::: Supplied records :::

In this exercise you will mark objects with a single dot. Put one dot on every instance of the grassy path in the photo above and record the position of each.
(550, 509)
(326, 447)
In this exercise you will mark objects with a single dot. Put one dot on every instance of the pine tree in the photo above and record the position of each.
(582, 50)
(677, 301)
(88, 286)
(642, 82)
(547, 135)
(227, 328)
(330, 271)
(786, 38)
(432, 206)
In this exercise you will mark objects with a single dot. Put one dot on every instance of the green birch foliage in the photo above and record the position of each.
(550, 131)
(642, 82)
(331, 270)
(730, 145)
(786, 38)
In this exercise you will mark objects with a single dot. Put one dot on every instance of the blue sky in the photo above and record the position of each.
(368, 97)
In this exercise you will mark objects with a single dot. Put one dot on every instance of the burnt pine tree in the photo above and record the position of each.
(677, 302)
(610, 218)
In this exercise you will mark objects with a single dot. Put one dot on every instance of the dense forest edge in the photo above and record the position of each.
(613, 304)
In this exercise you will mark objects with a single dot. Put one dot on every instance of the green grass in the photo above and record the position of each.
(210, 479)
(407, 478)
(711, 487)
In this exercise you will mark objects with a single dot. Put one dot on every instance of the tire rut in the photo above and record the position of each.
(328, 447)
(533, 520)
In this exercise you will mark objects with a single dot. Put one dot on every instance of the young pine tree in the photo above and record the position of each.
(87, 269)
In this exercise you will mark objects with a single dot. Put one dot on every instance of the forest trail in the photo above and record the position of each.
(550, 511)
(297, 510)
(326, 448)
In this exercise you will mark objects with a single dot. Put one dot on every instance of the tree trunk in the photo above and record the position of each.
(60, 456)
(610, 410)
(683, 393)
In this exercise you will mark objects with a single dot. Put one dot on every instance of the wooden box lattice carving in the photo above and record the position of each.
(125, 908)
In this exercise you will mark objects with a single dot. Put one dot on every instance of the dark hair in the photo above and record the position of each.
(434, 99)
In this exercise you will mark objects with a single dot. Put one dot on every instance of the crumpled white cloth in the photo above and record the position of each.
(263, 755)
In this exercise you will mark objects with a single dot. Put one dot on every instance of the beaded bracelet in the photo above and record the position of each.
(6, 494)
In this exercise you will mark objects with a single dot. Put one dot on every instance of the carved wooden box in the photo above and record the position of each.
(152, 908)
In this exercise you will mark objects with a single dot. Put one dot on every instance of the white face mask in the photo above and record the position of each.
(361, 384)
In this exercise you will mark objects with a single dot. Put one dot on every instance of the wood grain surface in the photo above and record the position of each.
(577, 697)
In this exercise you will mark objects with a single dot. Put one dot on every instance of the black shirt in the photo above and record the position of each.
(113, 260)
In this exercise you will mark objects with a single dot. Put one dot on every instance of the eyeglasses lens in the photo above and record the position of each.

:::

[The task] Please output the records once more, exactly as they were written.

[Response to the exercise]
In this exercise you will mark objects with a single dot. Put one dot on every instance of the grassy path in the photo above and record the position of each.
(550, 509)
(326, 447)
In this exercise you will mark objects with a single dot. Put one dot on every instance of the pine tree in the photo above and record the position of each.
(582, 50)
(677, 301)
(88, 286)
(642, 82)
(547, 135)
(227, 328)
(330, 271)
(786, 38)
(432, 206)
In this exercise you will mark objects with a single dot. Put one dot on every instance of the green birch foliage in the photo above and record the position of each.
(550, 131)
(642, 82)
(331, 270)
(730, 145)
(786, 38)
In this exercise you will mark objects with a single dot. Put one dot on every instance of the blue sky in the photo above and record the position of each.
(368, 97)
In this exercise you will mark objects with a single dot. Put one dot on every instance of the burnt pine tree in the photo above and record the position of each.
(677, 302)
(610, 218)
In this exercise you will mark objects with a single dot. Put one dot on every instance of the dense forest edge in the photo above and record the position of each.
(613, 304)
In this exercise you will mark objects with a single dot. Put one dot on every instance of the green grass in the photo above and record the position of each.
(210, 479)
(407, 478)
(711, 487)
In this exercise you will mark objects with a single dot. Put one dot on every instance of the tire rut in the photo above and record the position of each.
(328, 447)
(533, 520)
In this exercise you will mark objects with a single dot. Put one dot on every instance of the young pine tree in the photo above and record the position of each.
(87, 269)
In this exercise you will mark objects with a single dot. Put one dot on every instance of the forest trail in the photo above and record the position of each.
(550, 511)
(297, 510)
(326, 448)
In this exercise you will mark objects with a single dot. Put one dot on every instance of the tree trunk in the photo above and record the position of each.
(60, 456)
(610, 410)
(683, 393)
In this exercise you will mark objects with a single dot. Put one dot on every instance of the wooden box lattice carving in the photo above and record the position of each.
(125, 908)
In this exercise you will mark objects with a single dot. Put one dot on every instance of the dark hair in the photo above and record the position of each.
(434, 99)
In this exercise you will mark objects with a single dot. Put one dot on every instance of the crumpled white cloth in the photo above and record the position of each.
(263, 755)
In this exercise you will mark objects with a single dot. Put one dot on every instance of the beaded bracelet in the photo above and record the position of each.
(6, 494)
In this exercise you will mark objects with a single dot. Put one dot on every instance of the carved wooden box in the photo above and record the position of each.
(152, 908)
In this exercise you will mark objects with a single dot. Put one dot on every instance of the white face mask in the photo above and record the position of each.
(361, 384)
In this exercise you will mark objects with a single dot. Put one dot on every instance of the wood grain surface in the photo above and record the position of each.
(577, 697)
In this exercise you will mark objects with a single dot. Put one dot on every instance of the black shirt in the photo above and record the position of each.
(113, 260)
In this exercise you will mark objects with a single dot. Put one dot on every instance of the eyeglasses lens in the photo above and record the position of each.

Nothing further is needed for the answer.